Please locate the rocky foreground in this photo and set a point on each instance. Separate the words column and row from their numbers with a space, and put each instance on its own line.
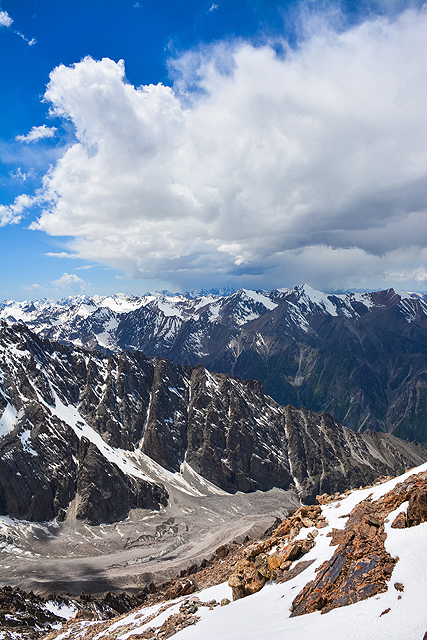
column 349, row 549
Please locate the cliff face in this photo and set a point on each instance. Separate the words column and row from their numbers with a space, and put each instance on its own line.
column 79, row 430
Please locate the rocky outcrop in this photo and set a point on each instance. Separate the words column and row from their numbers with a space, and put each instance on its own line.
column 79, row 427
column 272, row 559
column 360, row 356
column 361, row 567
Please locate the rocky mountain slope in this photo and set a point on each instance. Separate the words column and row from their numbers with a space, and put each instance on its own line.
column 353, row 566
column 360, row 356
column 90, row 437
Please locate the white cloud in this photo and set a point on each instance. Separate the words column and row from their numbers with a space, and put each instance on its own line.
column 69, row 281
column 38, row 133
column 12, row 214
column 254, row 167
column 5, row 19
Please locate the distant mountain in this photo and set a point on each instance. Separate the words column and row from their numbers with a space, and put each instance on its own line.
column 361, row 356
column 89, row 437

...

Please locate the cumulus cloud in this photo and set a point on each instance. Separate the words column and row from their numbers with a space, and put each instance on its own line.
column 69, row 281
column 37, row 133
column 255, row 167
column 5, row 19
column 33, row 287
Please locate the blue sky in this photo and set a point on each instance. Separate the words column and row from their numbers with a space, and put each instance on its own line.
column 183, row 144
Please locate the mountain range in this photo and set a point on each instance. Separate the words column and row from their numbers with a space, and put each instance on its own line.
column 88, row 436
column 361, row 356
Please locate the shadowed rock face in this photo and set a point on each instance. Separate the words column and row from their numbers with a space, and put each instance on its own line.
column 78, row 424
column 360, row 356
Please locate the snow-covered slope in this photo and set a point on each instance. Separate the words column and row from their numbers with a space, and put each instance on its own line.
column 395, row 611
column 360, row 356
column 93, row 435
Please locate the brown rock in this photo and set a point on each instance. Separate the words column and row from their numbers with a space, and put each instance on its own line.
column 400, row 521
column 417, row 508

> [Goal]:
Update the records starting at the line that has "Please locate the mountain" and stopping after the line that has "column 417, row 508", with "brown rock" changed to "gray rock" and everything else left as is. Give back only those lines.

> [Task solution]:
Please locate the mountain range in this photo and set a point on each instance. Separate the words column and row from their numbers with a space, and put each instance on its own line.
column 88, row 436
column 361, row 356
Please locate the shadowed rock face in this photo and set a point on each instance. Separate the words column and row from their numbers with a space, and put each instance on its own line.
column 78, row 424
column 360, row 356
Please locate the snow-covered slope in this photo and set a point on each instance. Separate the words column and row from their numbers with a space, and put each instance on its own line.
column 395, row 611
column 360, row 356
column 93, row 435
Please locate the gray rock in this photo and set a point on each instance. Separate the words column and row from their numbers with a space, and put each instance on its own line.
column 400, row 521
column 417, row 508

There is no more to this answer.